To Write, To Draw, To Feel: Accessing Pre-Verbal Trauma

There are many ways to get in touch with trauma that we have experienced before we knew language. And accessing this information is key to beginning to heal from early wounds. Many of us will need therapists to help us access and process this material; we will need support in healing. There are many things though that we can do on own when we are ready.

1) Freewriting – Writing in an associative manner Natalie Goldberg style (Writing Down the Bones) yields powerful results. Put your pen or pencil to the page and write whatever is in your head and heart without lifting the pen from the paper. Give yourself a prompt, a focused assignment, and a time frame. For example, give yourself 10 minutes to write about a scar. What does it look like? Be specific. How did you get it?  Of course, if you were a baby or a toddler, you won’t have the language to convey a memory of it, but you have the stories that others have told you. Start there and soon, with enough time, you’ll begin to tell your version. In freewriting, you write whatever is in your mind about the topic no matter how crazy it sounds. Don’t worry about spelling, punctuation, grammar or penmanship. (More about how in the next post.) Freewriting is very different from writing in a logical, chronological, rational manner where you are super attentive to the audience and focused on making sense. In fact, freewriting is not for anyone else’s eyes. You must feel entirely safe and in control of who sees it. If someone is expecting to read it afterward, it’s not freewriting because you will alter your piece.  You must convince yourself it’s for you and you alone. Later, you can do with it what you want.

APPLY WHAT YOU READ:
(a) Write out the part of the piece on accessing pre-verbal trauma starting at "There are many ways" and ending at "we are ready.".
(b) In the piece on accessing pre-verbal trauma, how much time does the example prompt allow for writing about a scar?
(c) Extend the piece on accessing pre-verbal trauma, picking up after its last sentence.
The rows that follow come from a separate source.

Saved data entries
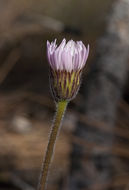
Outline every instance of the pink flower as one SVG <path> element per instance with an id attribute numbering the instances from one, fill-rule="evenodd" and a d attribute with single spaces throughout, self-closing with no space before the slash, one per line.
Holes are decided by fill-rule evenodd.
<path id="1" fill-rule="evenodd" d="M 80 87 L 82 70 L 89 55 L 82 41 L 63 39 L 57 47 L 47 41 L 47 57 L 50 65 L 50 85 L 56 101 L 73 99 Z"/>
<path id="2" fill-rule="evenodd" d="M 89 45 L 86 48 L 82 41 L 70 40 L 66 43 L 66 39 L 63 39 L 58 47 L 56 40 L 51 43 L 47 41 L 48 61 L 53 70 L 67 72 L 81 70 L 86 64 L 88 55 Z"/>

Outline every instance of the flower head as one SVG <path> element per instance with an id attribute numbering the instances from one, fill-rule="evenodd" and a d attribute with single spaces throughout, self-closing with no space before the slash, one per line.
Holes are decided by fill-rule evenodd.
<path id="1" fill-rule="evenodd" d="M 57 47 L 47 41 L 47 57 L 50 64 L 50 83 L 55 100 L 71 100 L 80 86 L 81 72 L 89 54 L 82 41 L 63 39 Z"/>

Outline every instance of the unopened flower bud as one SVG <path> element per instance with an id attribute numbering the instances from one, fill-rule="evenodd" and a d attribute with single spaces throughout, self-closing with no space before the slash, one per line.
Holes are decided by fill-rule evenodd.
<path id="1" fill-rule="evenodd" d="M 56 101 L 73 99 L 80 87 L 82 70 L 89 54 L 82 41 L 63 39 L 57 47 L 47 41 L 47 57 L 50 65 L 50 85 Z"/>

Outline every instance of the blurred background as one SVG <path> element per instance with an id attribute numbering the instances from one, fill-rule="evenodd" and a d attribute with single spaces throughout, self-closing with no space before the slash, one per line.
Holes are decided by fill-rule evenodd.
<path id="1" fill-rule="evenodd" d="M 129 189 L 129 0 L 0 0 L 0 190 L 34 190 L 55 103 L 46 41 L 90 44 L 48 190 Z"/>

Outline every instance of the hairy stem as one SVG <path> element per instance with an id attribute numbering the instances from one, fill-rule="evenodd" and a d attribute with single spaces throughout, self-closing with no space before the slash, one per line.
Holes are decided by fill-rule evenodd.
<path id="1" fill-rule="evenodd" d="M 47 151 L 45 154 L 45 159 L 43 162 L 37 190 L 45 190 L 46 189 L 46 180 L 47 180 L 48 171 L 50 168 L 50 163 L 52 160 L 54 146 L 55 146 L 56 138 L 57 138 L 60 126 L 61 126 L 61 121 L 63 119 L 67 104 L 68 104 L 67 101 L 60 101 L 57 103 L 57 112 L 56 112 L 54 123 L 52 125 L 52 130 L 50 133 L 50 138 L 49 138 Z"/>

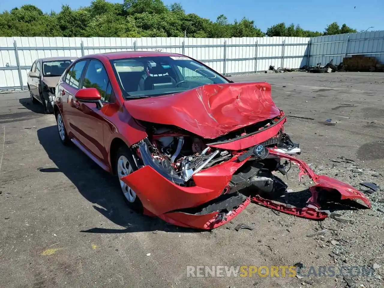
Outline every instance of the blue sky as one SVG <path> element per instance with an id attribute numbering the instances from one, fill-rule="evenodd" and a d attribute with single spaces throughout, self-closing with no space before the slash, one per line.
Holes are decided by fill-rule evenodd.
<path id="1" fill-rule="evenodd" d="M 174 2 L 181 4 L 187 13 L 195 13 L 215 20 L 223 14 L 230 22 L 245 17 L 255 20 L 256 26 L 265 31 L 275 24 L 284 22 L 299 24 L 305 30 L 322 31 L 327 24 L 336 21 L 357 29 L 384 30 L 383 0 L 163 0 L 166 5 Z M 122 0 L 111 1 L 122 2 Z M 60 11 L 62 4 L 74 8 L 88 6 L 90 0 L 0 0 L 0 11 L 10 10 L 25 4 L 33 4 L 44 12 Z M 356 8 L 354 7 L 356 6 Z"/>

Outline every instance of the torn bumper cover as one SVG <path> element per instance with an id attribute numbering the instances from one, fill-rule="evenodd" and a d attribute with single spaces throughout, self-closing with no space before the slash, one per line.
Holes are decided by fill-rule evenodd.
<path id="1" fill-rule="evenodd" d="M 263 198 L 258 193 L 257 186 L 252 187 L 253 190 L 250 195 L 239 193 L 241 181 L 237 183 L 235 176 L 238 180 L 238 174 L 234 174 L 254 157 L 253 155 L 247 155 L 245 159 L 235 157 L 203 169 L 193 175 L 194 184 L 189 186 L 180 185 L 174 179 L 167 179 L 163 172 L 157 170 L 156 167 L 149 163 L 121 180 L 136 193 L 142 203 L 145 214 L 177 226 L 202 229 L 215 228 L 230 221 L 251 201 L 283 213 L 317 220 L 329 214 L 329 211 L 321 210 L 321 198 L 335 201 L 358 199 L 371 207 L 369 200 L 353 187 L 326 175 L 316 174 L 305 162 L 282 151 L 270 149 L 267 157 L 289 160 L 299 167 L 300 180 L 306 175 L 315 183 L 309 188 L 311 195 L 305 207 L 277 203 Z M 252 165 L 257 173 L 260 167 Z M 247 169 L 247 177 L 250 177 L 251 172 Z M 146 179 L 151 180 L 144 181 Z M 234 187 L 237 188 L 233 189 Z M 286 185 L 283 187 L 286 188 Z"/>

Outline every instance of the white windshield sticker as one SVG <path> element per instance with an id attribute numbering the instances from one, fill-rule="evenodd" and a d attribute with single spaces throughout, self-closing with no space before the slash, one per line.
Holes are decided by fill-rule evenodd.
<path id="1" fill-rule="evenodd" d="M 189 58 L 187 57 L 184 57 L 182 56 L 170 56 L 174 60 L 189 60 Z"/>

ANSWERS TO THE PROBLEMS:
(a)
There are many ways to get in touch with trauma that we have experienced before we knew language. And accessing this information is key to beginning to heal from early wounds. Many of us will need therapists to help us access and process this material; we will need support in healing. There are many things though that we can do on own when we are ready.

(b) 10 minutes

(c)
2) Drawing and/or making visual art – I’m not talking about being an artist. I’m saying just get out a pencil and make a sketch. Since you already know that you are trying to access early material, just see what appears. Try drawing with your non-dominant hand if your dominant hand is too uptight.  In my early 20s when I was suicidal, I drew a series of drawings with a pen. These pictures displayed my early trauma from infant surgery so very clearly. I was in therapy at the time, but because I didn’t trust my counselor deeply enough, I did not show them to her. These drawings held the key to what was bothering me, but I could not risk showing her. Drawing them though is important. Many of us judge ourselves after making a picture. We compare it to some famous artist or deride ourselves by judging it as childish or simple. Be aware of this tendency and see if you can let the judgments go. Here’s an art prompt: Draw a picture of the place you lived as a baby. Did you go home to an apartment, a house, a relative’s place, an orphanage?  If you never saw this place as an older child, draw what you think it may have looked like. Had your parents or caregivers ever described it?  Your drawing may be a complete fantasy and that’s ok. See what comes up.

3) Do some bodywork about your early issue. I did Middendorf Breathwork, a beautiful and powerful way to get in touch with one’s natural breath and in the process, learn where the blocks to this natural breath are so that obstacles can be resolved. I don’t want to suggest other types of bodywork because I haven’t engaged deeply in other forms. I like Breathwork because it honors where one is. The exercises don’t ask you to override blocks. The exercises bring you to an awareness of the presence of natural breath in your body and those places where one’s natural breath is not present. In this way, a subtle and gentle unfolding is able to occur. This delicacy is important for trauma survivors, for it gives us our control back. Often, our control has been taken away. We were helpless, facing a life-threatening situation, and we must  gradually and lovingly find our way back to our physical and emotional sense of ourselves. We must be invited to trust our bodies again. I know that for the longest time I hated my body; it had betrayed me early on by being sick and needing an operation, and I was angry at it. Slowly, breathwork allowed an expanded breath and awareness of my body, which afforded me a bigger, richer life. For trauma survivors, this work takes time. That’s ok.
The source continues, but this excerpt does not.